===== Text block

Medical Advice From a Bot: The Unproven Promise of Babylon Health
Hamish Fraser first encountered Babylon Health in 2017 when he and a colleague helped test the accuracy of several artificial intelligence-powered symptom checkers, meant to offer medical advice for anyone with a smartphone, for Wired U.K. Among the competitors, Babylon’s symptom checker performed worst in identifying common illnesses, including asthma and shingles. Fraser, then a health informatics expert at the University of Leeds in England, figured that the company would need to vastly improve to stick around.
“At that point I had no prejudice or knowledge of any of them, so I had no axe to grind, and I thought ‘Oh that’s not really good,’” says Fraser, now at Brown University. “I thought they would disappear, right? How wrong I was.”
Much has changed since the Wired U.K. article came out. Since early 2018, the London-based Babylon Health has grown from just 300 employees to approximately 1,500. The company has a valuation of more than $2 billion and says it wants to “put an affordable and accessible health service in the hands of every person on earth.” In England, Babylon operates the fifth-largest practice under the country’s mostly government-funded National Health Service, allowing patients near London and Birmingham to video chat with doctors or be seen in a clinic if necessary. The company claims to have processed 700,000 digital consultations between patients and physicians, with plans to offer services in other U.K. cities in the future.
“I thought they would disappear, right? How wrong I was.”
Babylon promises to save money on rising health care costs by using AI to filter patients so that only those who need medical attention will take up time and resources. Between Babylon’s work in England and its overseas ventures, the company says its symptom checker has been used more than 1.7 million times by people in England, the European Union, Canada, Southeast Asia, and Saudi Arabia. And Babylon is looking to soon expand more broadly, including in the United States and China.
Rapid expansion could be a problem because “this kind of tech — and not just symptom checkers but other digital interventions — you can spin them up and change them very quickly,” says David Wong, a lecturer in AI in health care at the University of Manchester in England, who worked with Fraser on the Wired U.K. test. “But the potential effects that they have are huge,” Wong says, and Babylon in particular is “an example of a company where they’ve had a very big effect very quickly.”
Such speedy deployment has raised serious concerns among experts who say Babylon Health has rushed to market without adequate proof that its products work. So far, there are no peer-reviewed, randomized control studies — the gold standard for evidence in medical science — showing how the AI performs in the real world on real patients. Yet Babylon’s symptom checker is already affecting thousands of people daily —with the approval of government regulators in countries where it’s offered.

==========

### Required work
• A. Answer these questions using the article on Babylon Health:
(i) Which two common illnesses does the article name as ones Babylon's symptom checker was worst at identifying?
(ii) About how many employees does Babylon Health now have?
(iii) How many times does the company say its symptom checker has been used?
• B. Print the part of the Babylon Health article from "Babylon promises to" to "States and China.".
• C. Proceed with the Babylon Health article from where it stops.

===== Excerpted data

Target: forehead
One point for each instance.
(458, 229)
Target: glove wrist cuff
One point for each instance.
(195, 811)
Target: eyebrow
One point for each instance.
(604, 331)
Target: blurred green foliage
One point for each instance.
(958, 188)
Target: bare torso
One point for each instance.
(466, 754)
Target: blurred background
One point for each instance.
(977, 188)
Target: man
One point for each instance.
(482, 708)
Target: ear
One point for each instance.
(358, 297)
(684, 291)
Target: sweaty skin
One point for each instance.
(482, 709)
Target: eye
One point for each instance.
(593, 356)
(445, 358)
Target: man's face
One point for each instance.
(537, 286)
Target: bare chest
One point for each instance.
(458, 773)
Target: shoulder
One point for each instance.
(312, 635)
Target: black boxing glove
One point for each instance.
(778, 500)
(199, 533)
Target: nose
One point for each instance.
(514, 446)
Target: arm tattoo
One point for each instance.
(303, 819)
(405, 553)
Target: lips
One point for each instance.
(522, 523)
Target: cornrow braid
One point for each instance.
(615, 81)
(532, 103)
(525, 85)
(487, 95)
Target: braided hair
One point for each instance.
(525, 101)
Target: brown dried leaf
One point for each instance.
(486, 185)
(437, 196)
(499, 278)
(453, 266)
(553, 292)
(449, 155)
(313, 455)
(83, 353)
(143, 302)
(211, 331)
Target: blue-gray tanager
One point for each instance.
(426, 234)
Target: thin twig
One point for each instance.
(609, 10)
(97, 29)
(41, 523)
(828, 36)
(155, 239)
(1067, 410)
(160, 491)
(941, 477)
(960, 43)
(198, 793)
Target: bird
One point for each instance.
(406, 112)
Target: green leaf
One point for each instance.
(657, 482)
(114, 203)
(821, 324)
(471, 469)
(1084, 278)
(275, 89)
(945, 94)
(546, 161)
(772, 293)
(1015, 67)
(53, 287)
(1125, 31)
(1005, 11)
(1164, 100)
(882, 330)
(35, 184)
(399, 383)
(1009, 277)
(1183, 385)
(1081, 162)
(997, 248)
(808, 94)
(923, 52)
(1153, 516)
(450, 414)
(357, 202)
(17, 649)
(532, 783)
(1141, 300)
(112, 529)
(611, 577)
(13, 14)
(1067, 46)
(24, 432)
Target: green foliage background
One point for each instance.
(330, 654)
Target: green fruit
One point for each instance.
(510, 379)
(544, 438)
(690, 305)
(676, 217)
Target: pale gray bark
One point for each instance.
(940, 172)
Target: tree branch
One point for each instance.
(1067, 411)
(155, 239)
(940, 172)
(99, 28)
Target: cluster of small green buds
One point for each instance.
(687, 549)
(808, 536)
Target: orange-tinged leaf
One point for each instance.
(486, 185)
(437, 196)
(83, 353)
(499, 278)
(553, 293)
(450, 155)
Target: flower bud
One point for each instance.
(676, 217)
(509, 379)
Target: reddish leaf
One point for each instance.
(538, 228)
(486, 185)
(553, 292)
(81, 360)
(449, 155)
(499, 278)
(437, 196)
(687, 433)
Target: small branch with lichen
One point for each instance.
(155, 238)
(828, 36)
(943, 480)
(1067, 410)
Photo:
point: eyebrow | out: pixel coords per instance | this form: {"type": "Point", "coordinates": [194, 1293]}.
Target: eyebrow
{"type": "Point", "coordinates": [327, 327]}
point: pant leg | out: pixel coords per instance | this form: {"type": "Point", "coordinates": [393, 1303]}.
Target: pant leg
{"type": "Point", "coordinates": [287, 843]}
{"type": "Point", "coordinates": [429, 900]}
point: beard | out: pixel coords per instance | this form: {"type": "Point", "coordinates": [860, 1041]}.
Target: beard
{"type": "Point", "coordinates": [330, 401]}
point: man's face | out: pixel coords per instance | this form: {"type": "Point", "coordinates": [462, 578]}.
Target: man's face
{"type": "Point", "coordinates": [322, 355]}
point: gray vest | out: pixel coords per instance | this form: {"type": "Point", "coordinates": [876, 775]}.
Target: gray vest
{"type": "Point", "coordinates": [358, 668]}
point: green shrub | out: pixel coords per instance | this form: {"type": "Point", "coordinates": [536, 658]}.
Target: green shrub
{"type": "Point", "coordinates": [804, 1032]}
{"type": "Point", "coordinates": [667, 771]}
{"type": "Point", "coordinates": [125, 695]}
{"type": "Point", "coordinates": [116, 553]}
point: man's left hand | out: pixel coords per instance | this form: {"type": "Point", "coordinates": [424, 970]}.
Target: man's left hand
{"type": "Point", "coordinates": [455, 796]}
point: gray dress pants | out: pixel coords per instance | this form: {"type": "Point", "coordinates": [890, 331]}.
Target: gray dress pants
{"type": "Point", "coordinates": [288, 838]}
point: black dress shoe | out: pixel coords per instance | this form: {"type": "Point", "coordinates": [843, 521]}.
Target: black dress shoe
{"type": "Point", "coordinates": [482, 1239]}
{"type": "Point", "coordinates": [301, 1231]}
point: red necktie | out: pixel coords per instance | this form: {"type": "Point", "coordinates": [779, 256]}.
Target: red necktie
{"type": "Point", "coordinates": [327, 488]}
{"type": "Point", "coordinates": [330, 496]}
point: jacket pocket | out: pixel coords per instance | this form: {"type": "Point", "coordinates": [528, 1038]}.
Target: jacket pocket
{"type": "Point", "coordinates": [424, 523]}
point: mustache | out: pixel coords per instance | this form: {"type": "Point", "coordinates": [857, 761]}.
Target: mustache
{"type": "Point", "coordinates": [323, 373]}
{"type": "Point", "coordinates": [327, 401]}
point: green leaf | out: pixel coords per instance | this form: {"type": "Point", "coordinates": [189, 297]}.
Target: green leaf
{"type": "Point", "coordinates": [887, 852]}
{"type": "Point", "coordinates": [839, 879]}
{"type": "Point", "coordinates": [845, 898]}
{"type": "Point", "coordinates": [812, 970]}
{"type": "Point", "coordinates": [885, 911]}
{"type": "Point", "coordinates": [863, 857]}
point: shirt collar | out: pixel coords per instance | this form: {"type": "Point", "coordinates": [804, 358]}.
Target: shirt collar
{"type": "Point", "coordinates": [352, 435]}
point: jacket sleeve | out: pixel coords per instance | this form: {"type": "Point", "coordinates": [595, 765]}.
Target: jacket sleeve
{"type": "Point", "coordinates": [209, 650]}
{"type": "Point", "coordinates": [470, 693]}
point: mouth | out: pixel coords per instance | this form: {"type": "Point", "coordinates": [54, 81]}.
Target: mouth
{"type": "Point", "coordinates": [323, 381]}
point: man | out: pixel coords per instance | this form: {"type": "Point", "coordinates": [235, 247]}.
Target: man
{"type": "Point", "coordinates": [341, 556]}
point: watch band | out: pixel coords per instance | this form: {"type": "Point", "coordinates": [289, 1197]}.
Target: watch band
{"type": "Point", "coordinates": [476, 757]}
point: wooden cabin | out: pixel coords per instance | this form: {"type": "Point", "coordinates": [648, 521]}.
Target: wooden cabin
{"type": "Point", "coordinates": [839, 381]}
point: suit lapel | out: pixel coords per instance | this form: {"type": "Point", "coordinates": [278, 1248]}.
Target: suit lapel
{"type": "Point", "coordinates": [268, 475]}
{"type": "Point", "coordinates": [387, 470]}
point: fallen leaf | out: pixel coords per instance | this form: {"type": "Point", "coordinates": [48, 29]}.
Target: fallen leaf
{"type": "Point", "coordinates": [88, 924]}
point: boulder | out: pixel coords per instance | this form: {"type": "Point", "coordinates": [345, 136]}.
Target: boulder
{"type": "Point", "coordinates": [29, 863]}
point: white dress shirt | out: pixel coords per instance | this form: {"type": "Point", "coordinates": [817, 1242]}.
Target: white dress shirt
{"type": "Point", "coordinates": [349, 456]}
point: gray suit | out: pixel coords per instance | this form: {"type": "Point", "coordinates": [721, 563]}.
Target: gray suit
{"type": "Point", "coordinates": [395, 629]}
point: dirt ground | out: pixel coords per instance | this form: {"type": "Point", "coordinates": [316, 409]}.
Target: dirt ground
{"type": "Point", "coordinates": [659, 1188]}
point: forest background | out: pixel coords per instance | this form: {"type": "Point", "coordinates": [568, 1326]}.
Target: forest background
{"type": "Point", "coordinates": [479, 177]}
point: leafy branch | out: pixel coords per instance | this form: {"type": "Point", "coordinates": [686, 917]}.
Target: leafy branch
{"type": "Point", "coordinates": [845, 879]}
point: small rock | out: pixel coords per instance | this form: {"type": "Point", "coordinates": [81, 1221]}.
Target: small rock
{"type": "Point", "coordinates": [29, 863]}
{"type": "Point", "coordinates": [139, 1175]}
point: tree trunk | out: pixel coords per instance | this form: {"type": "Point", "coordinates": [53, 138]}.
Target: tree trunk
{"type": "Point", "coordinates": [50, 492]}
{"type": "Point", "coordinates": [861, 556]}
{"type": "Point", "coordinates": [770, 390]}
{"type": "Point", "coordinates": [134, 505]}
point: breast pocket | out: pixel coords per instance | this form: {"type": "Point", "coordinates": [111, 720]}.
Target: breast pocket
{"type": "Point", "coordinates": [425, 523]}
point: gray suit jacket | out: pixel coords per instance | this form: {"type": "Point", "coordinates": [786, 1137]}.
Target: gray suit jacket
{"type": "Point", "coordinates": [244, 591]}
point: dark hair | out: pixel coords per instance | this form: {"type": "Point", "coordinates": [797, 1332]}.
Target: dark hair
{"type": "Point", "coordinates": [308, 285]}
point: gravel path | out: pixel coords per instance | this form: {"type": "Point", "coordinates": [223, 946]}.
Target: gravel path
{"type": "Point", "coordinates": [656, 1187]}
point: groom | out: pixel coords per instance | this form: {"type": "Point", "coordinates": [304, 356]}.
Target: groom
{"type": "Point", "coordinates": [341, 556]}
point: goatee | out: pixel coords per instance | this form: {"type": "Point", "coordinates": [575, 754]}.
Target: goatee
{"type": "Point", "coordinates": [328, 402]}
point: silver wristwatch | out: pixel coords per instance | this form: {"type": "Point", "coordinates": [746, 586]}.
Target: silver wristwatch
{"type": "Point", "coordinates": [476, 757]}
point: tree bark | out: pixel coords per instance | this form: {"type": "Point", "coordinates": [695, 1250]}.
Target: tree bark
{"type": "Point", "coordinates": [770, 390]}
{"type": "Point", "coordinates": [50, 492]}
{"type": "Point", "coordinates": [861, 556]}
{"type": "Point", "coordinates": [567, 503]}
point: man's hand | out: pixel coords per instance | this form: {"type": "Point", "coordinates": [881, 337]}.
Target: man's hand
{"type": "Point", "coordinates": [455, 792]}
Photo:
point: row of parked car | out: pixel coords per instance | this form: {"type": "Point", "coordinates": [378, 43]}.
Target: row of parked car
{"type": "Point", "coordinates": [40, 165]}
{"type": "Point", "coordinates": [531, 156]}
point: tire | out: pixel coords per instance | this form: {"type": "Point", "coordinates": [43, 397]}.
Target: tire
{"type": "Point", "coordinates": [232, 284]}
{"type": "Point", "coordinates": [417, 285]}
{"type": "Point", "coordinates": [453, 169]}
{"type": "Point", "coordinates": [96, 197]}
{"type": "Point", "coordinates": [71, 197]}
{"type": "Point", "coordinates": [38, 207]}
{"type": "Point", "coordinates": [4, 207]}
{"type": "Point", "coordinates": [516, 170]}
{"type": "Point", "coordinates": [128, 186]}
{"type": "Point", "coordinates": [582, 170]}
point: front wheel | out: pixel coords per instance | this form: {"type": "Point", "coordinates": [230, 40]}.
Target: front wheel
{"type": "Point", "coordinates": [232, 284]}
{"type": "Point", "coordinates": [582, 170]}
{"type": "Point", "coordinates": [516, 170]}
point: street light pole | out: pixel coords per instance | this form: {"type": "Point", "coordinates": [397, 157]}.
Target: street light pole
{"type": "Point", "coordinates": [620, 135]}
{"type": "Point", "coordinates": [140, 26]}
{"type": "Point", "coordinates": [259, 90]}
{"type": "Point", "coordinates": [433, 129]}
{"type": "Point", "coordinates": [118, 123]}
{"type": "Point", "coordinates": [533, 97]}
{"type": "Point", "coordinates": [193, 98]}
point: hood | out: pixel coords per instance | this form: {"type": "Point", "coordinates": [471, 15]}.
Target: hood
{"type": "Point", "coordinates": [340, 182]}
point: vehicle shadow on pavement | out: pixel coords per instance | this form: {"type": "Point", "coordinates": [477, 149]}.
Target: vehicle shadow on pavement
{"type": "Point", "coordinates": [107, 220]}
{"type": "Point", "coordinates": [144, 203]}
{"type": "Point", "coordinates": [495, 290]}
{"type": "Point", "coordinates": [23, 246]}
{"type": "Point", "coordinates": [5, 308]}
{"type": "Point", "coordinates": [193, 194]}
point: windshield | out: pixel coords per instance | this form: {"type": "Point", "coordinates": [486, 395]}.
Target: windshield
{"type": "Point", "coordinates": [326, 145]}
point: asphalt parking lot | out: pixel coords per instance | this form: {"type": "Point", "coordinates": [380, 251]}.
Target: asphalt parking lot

==========

### Per-task outputs
• A.
(i) Asthma and shingles.
(ii) About 1,500.
(iii) More than 1.7 million times.

• B.
Babylon promises to save money on rising health care costs by using AI to filter patients so that only those who need medical attention will take up time and resources. Between Babylon’s work in England and its overseas ventures, the company says its symptom checker has been used more than 1.7 million times by people in England, the European Union, Canada, Southeast Asia, and Saudi Arabia. And Babylon is looking to soon expand more broadly, including in the United States and China.

• C.
“They have managed to be commissioned by the NHS to do this job without ever having to test the product on real patients and without any independent scrutiny, and yet this seems to be OK for regulators,” says Margaret McCartney, a general practitioner in Glasgow, Scotland and a Babylon critic. “I think it’s staggering.”
Babylon Health says it has satisfied NHS requirements and already meets or exceeds regulations in each country where its technology is used. The company also says it’s enlisting university researchers to help start randomized control studies. “We have taken important steps on testing and validating the safety and efficacy of the technology,” says Keith Grimes, clinical innovation director at Babylon Health. “It’s just that hasn’t been in the form of clinical trials yet.”
Babylon Health’s symptom checker appears as a chatbot that users can interact with through an app or website. When the user types out their main symptoms as a brief sentence or phrase, the symptom checker asks questions about possible related symptoms. At the end, the symptom checker identifies possible causes and recommends a course of action, such as booking a video consultation with a human physician or going to a hospital.
The symptom checker’s underlying technology is known as a knowledge graph, which functions like a digital encyclopedia of medicine that maps out relationships among various diseases, symptoms, and conditions. The relationships are represented by millions of data points from hundreds of medical sources that are continually updated. The symptom checker can also consult health records — including medical history and data gathered through interactions with Babylon — to map out possible connections among different users’ health conditions.
“They have managed to be commissioned by the NHS to do this job without ever having to test the product on real patients and without any independent scrutiny.”
The knowledge graph can be further tailored by adding data that helps assess the likelihood of different health conditions across populations and geographic locations.
Babylon creates “a model of medicine which is not just applicable for the United Kingdom and the United States, but globally,” says Saurabh Johri, chief scientist at Babylon Health. The model, he adds, must be adjustable “to reflect the local burden of disease, so if a patient presents with vomiting, fever, and diarrhea in London, it’s less likely that they have malaria than if we’re in Rwanda.”
Many other health companies use the popular AI technique of machine learning, and the subset deep learning, to train computer software to analyze patient data to detect symptoms and possibly diagnose patients. By sifting through huge amounts of raw health data, such techniques can often teach the system to find hidden patterns and connections among data points that humans — and human medical knowledge — might fail to recognize. Babylon’s approach is different because its AI assessments directly reflect existing human medical knowledge and human understanding of the relationships between symptoms and their causes, as opposed to relying upon the powerful but sometimes inscrutable machine-driven approach.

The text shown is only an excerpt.